* _Texto proporcionado_:
==========
Mirabilia

Publicado el Camilo Hoyos Gómez

Regina vs. Oscar Wilde

Hace algunas semanas se cumplieron ciento catorce años de la muerte de Oscar Wilde. Al volver sobre su muerte es impensable no detenerse en sus juicios y posterior condena, que precipitaron la salud física y moral  del irlandés.

Wilde murió en París en bancarrota y pobreza absoluta apenas tres años después de haber cumplido su condena de trabajos forzados en la cárcel de Reading por los delitos de sodomía e inmoralidad. Esta condena supuso un doble revés en su vida. Tres semanas antes del comienzo del juicio él mismo había estado en el estrado de los acusadores, defendiendo su honor de las acusaciones de Lord Queensberry quien, en una tarjeta que le había dejado con el portero del club Albermale, había escrito “Oscar Wilde, ostentoso somdomita [sic]”* Fue tal la defensa presentada por Edward Carson, abogado de Lord Queensberry, que se logró establecer no solamente que la acusación de Lord Queensberry era verdadera (es decir, que Wilde alardeaba o se comportaba como un sodomita), sino que le dio suficientes motivos al gobierno inglés para, tres semanas después, acusarlo formalmente de sodomía e inmoralidad.
==========
* _Filas aportadas_:
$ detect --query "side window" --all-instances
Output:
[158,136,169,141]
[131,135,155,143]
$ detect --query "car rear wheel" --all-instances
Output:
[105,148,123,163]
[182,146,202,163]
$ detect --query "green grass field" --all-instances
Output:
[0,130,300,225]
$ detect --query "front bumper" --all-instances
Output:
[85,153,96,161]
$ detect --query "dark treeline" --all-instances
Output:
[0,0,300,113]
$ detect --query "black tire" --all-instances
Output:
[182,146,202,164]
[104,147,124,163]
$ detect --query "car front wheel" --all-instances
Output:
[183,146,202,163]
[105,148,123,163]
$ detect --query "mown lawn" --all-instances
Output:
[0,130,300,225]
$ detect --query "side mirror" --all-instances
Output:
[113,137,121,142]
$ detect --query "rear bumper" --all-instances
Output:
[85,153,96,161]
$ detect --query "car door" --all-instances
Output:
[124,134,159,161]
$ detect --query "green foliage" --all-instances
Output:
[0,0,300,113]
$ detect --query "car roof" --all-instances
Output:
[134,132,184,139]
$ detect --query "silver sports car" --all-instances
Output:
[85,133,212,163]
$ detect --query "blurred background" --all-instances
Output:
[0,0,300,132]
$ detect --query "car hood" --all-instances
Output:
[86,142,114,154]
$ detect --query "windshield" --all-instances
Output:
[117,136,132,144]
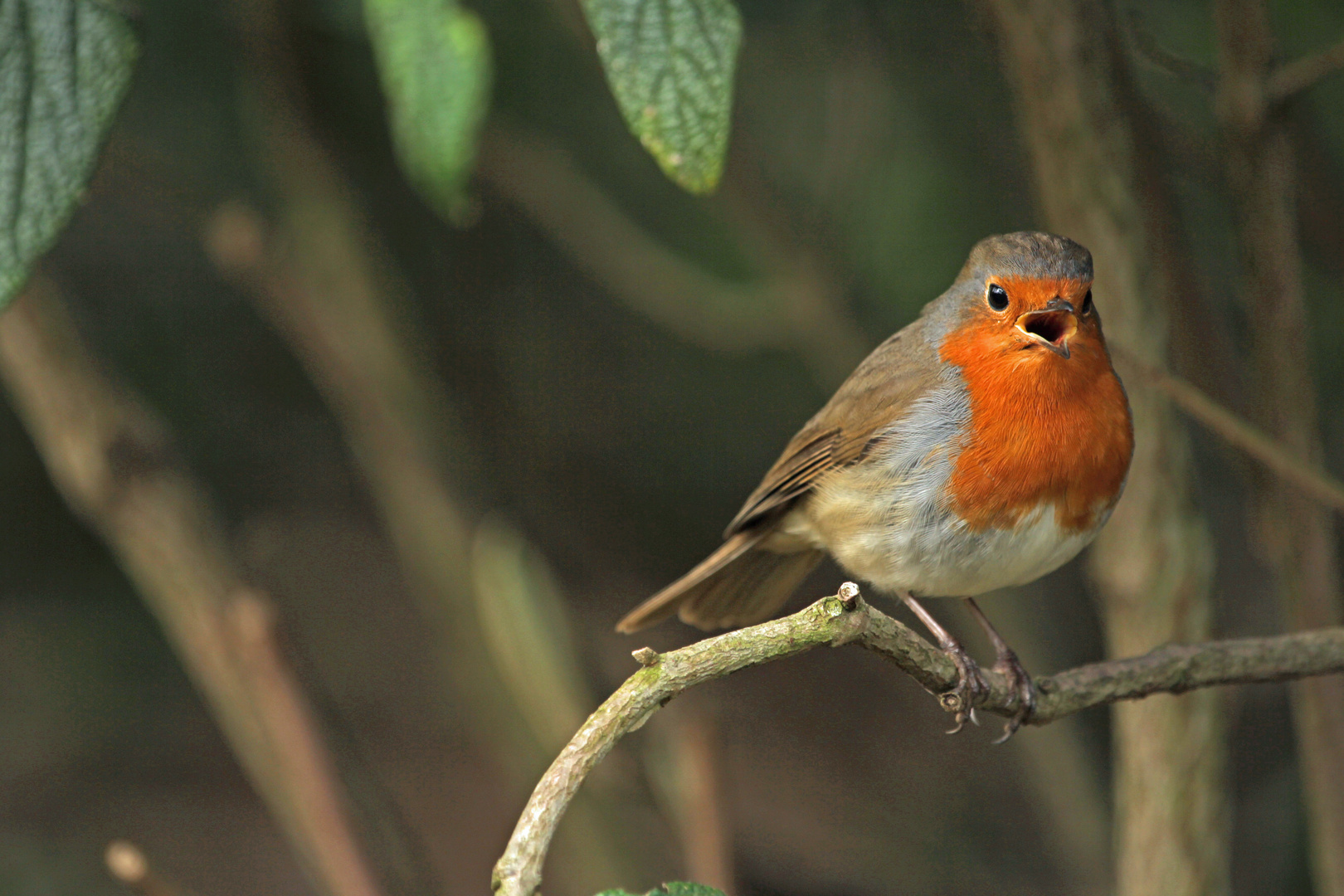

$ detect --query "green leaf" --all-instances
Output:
==========
* _Acciones a realizar_:
[a] Responde estas preguntas a partir del texto sobre Oscar Wilde:
(i) ¿En qué ciudad murió Wilde?
(ii) ¿En qué cárcel cumplió su condena de trabajos forzados?
(iii) ¿Quién era el abogado de Lord Queensberry?
[b] Reescribe el fragmento del texto sobre Oscar Wilde que empieza en "Regina vs. Oscar" y termina en "moral  del irlandés.". Cambia "irlandés" por "escritor".
Las filas proceden de otra fuente.

* _Respuestas por tarea_:
[a]
(i) En París.
(ii) En la cárcel de Reading.
(iii) Edward Carson.

[b]
Regina vs. Oscar Wilde

Hace algunas semanas se cumplieron ciento catorce años de la muerte de Oscar Wilde. Al volver sobre su muerte es impensable no detenerse en sus juicios y posterior condena, que precipitaron la salud física y moral  del escritor.